Work to complete:
#1 Decide whether each statement below agrees with the Holy Trinity devotion. Answer yes or no for each, and quote the deciding words from the devotion exactly. (a) Those who are to be saved must have a perfect, full apprehension of the Trinity. (b) Ignorance of the Trinity, and not only denial of it, is excluded from those who are to be saved. (c) Psalm 8 is among the listed Scripture readings.
#2 Carry on the Holy Trinity devotion, starting after its last sentence.

The Holy Trinity for Year A

As we celebrate the Holy Trinity today, we read a devotion adapted from Theological Commonplaces: On the Nature of God and on the Trinity.

Scripture Readings

Genesis 1:12:4a
Psalm 8
Acts 2:14a, 22–36
Matthew 28:16–20


We believe, teach, and confess the truth that God is three persons in one divine essence. Though we may never be able to fully understand this mystery of the Trinity, we hold fast to God’s Word and give thanks for the truth He has revealed to us.

Devotional Reading

All who are to be saved must know and believe the mystery of the Trinity.

We exclude not only denial but also ignorance of the Trinity from humans who are to be saved. We do not require a perfect, full apprehension and intuitive knowledge of this mystery from those who are going to be saved, because we cannot be brought to that in this life (Exod. 33:20; 1 Cor. 13:9). However, we are asserting no more than this: that for the catholic faith, which is necessary for all who are to be saved, there must be not a confused and implicit but a distinct and explicit knowledge and confession of the three persons of the Godhead.

We demonstrate this: (1) From the definition of God handed over in the Scriptures. Whoever does not know the mystery of the Trinity does not know God as He has revealed Himself in His Word nor does he know the definition of God given in the Scriptures. Therefore he is straying away from the true God and does not know God Himself.

(2) From the intimate and indissoluble union of the persons of the Trinity. There is no one of these persons outside another, nor can we know, worship, or call upon one of them without also at the same time knowing, worshiping, or invoking the others too.

Record set:
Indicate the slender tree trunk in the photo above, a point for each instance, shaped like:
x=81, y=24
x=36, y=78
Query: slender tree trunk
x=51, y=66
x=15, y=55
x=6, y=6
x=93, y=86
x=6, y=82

Task responses:
#1
(a) No: "We do not require a perfect, full apprehension and intuitive knowledge of this mystery from those who are going to be saved"
(b) Yes: "We exclude not only denial but also ignorance of the Trinity from humans who are to be saved."
(c) Yes: "Psalm 8"

#2
(3) From the clear, emphatic statement of the Savior: “No one knows the Son except the Father, and no one knows the Father except the Son and anyone to whom the Son chooses to reveal Him” (Matt. 11:[27]). Therefore whoever does not know the Son of God does not know the Father and consequently does not know, worship, invoke, and honor the true God.

(4) From the description of the heathen outside the Church. From the light of nature, the heathen could have known that God is one and the same, good, just, and an avenger of wickedness. However, because they could not have known through the light of nature—but only in the light of grace—the mystery of the Trinity revealed in the Word, therefore Scripture takes away from them the salutary knowledge of God and attributes to them only pure ignorance with respect to saving knowledge.

(5) From the condition of this mystery. If we are ignorant of or deny the mystery of the Trinity, we are ignorant of or deny the entire economy of salvation. Surely, then, faith in and the confession of the Trinity are necessary.

(6) From the witness of the devout ancients. Athanasius, Symb.: “The catholic faith is this, that we worship the one God in Trinity and the Trinity in unity. Unless one keeps this faith whole and inviolate, he cannot be saved.”